» What the task requires
Could you copy out all of the data below word for word, leaving the pictures out?

>> START

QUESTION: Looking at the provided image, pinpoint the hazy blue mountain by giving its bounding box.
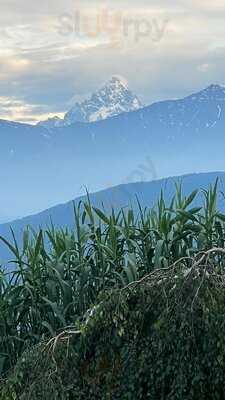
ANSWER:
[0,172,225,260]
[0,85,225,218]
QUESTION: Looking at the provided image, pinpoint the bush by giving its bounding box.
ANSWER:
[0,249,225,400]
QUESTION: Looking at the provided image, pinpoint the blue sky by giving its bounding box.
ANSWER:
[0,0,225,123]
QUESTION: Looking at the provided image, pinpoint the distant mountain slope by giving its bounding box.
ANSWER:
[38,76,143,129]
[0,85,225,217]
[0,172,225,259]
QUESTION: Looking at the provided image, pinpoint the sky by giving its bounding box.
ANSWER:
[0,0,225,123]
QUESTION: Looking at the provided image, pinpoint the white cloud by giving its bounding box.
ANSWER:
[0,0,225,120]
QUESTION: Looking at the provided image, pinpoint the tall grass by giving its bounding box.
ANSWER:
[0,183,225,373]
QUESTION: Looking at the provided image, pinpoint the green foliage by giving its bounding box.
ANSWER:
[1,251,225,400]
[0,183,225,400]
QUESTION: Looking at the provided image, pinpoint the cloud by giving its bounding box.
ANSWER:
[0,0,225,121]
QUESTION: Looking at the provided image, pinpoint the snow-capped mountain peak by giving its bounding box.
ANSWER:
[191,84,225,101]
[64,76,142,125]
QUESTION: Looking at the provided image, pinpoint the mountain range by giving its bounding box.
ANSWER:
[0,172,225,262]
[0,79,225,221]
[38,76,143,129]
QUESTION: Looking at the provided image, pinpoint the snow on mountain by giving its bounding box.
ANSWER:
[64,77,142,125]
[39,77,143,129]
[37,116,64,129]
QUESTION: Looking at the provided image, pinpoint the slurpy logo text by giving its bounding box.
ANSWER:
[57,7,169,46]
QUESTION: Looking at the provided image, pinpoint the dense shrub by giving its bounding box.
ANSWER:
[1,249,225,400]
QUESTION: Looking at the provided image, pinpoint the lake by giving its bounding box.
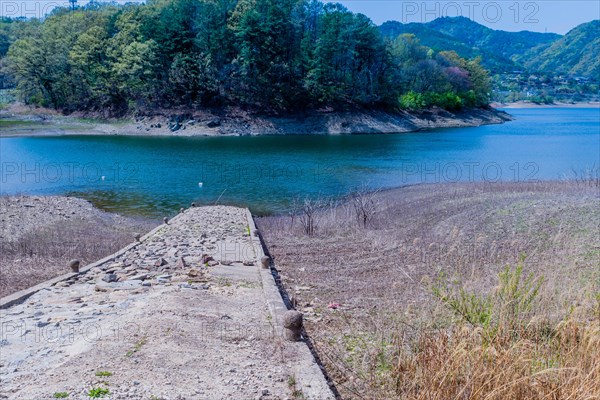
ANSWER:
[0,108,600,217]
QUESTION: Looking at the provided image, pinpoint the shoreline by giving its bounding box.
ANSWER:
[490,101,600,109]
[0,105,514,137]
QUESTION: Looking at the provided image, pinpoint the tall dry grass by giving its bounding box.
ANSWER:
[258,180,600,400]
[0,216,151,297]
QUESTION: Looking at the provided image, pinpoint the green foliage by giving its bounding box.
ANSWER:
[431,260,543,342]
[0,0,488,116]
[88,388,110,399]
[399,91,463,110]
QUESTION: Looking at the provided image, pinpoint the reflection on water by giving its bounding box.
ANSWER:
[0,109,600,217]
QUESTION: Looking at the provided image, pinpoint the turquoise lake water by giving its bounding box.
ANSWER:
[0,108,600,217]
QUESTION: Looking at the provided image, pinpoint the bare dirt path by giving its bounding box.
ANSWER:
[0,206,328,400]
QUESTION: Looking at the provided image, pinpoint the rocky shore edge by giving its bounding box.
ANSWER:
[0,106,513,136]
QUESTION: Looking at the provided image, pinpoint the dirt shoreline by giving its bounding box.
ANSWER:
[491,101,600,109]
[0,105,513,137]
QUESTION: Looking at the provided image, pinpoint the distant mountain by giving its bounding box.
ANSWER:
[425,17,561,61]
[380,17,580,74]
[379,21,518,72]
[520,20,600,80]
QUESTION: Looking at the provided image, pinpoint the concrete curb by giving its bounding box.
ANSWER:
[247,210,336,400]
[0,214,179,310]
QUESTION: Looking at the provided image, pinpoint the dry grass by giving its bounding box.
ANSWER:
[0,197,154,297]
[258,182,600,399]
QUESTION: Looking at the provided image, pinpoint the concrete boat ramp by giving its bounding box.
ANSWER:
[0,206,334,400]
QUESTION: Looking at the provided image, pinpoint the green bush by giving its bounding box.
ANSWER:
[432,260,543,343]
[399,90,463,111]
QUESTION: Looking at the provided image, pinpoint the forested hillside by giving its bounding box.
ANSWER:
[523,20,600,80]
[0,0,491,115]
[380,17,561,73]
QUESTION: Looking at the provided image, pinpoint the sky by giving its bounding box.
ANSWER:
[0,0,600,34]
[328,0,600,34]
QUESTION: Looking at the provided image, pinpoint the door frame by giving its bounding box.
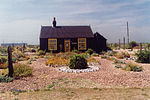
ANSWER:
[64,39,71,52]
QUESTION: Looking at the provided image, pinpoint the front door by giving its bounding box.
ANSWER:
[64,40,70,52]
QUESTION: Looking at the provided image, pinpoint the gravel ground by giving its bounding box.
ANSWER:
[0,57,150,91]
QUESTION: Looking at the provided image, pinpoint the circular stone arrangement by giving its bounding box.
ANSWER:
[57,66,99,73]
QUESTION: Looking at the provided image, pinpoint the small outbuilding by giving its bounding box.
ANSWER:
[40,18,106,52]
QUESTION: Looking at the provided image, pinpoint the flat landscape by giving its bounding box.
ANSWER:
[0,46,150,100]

>> END

» Full solution
QUESTION: Looking at the provided image, pinpoint the hazy blue mountain by giving its bounding box.
ANSWER:
[0,172,225,260]
[0,85,225,218]
QUESTION: Looking at the provided image, pinpoint the bush by giving its bounding box.
ANSWER:
[0,249,225,400]
QUESTION: Looking at the provided image, pinpoint the blue sky by giving its bounding box.
ANSWER:
[0,0,225,123]
QUESTION: Looking at the provided image, pinpoint the distant mountain slope by giving its bounding box.
ANSWER:
[38,76,143,129]
[0,85,225,217]
[0,172,225,259]
QUESTION: Looking at the provided image, pinpoint the sky by giving its bounding box.
ANSWER:
[0,0,225,123]
QUESTION: Looking at the provided image, pinpoint the white cloud by giving its bounding box.
ANSWER:
[0,0,225,120]
QUESTION: Looking at the provided image, pinpoint the tall grass by giving its bounding box.
ANSWER:
[0,183,225,373]
QUESTION: Looking at the provided image, pinpoint the green foliage by giving its bounding box.
ANSWER:
[1,251,225,400]
[0,183,225,400]
QUESTION: Looking at the provided image, pinpoint the cloud by giving its bounding box.
ANSWER:
[0,0,225,121]
QUESTION: Looking at the provided image, pinpoint the snow-capped mountain peak by giving its bounding box.
ANSWER:
[191,84,225,101]
[64,76,142,125]
QUESTION: Looking at the provided image, pinpoint the mountain range by giving its bounding box.
ANSWER:
[0,172,225,262]
[0,79,225,221]
[38,76,143,129]
QUESTION: Looking at the provided image, pinpoint the snow on mountain by giving its bounding box.
ANSWER:
[64,77,142,125]
[39,77,143,129]
[37,116,64,129]
QUESTION: Looking at the provided image, pinpoint the slurpy logo text by giving its bounding box.
ANSWER:
[57,7,169,46]
QUESTION: Looking at the provided image, pinpoint the dense shrub by giving its bounding box.
ANSWER:
[1,249,225,400]
QUESTION: Looking at the provided image, pinpoint the lake by giving its bounding box.
ANSWER:
[0,108,600,217]
QUESTION: Looking at the provided image, pinpoint the shoreline by giving its bounding box.
ANSWER:
[490,101,600,109]
[0,105,514,137]
QUESTION: Looking at the provided image, pinpoint the tall dry grass by giving its bounding box.
ANSWER:
[258,180,600,400]
[0,216,151,297]
QUESTION: Looking at the provided image, pinpoint the green foliage by giving its bounding box.
ANSWER:
[431,260,543,342]
[0,0,488,116]
[88,388,110,399]
[399,91,463,110]
QUESTION: Looking at the provided image, pinpoint the reflection on water by giving its bounding box.
ANSWER:
[0,109,600,217]
QUESTION: Looking at the provided image, pinpoint the turquoise lake water by giving its bounding box.
ANSWER:
[0,108,600,217]
QUESTION: Looking at the provided image, pinpoint the bare dirt path by giving its bounding box.
ANSWER:
[0,206,328,400]
QUESTION: Looking at the provided image, pinpoint the rocky shore edge by giving its bounding box.
ANSWER:
[0,106,513,136]
QUESTION: Looking at the provided image, pinpoint the dirt shoreline by giving its bounding box.
ANSWER:
[491,101,600,109]
[0,105,513,137]
QUESTION: Looking at the provided image, pinpoint the distant mountain by giving its bounding box.
ANSWER:
[425,17,561,61]
[380,17,580,74]
[379,21,518,72]
[520,20,600,80]
QUESTION: Looking at the provided image, pinpoint the concrete curb by giving its bounding box.
ANSWER:
[247,210,336,400]
[0,214,179,310]
QUESTION: Looking at the provided image, pinpoint the dry grass by giving its bounding box.
ANSWER:
[0,197,154,297]
[258,182,600,399]
QUESTION: Looking at the provided image, pinpoint the concrete boat ramp by giving its bounding box.
ANSWER:
[0,206,334,400]
QUESTION: Looking at the provided image, pinpoint the green bush by giving its bounding box.
ANSWER:
[432,260,543,343]
[399,90,463,111]
QUESTION: Looking at the provided image, pinpoint the forested hillside by giving its bounding box.
ANSWER:
[523,20,600,80]
[0,0,491,115]
[380,17,561,73]
QUESTION: Looking at the provided image, pinpoint the sky by giving its bounding box.
ANSWER:
[0,0,600,34]
[328,0,600,34]
QUESTION: Looking at the provided image, pinpoint the door frame by giving its bounding box.
ANSWER:
[64,39,71,52]
QUESTION: Looking at the provided image, pinpoint the front door by giving its bounding box.
ANSWER:
[64,40,70,52]
QUESTION: Looking at the provided image, pinpoint the gravel ground by giving its bounding box.
ANSWER:
[0,57,150,91]
QUESTION: Looking at the provided image, pinpoint the circular stone arrangement by giving its bounding box.
ANSWER:
[57,66,99,73]
QUESTION: Looking at the provided image, pinpoint the small outbuilding by giving its bounding box.
ANSWER:
[40,18,106,52]
QUESTION: Looking at the provided image, pinpoint the flat landscape by giving its bounding box.
ANSWER:
[0,46,150,100]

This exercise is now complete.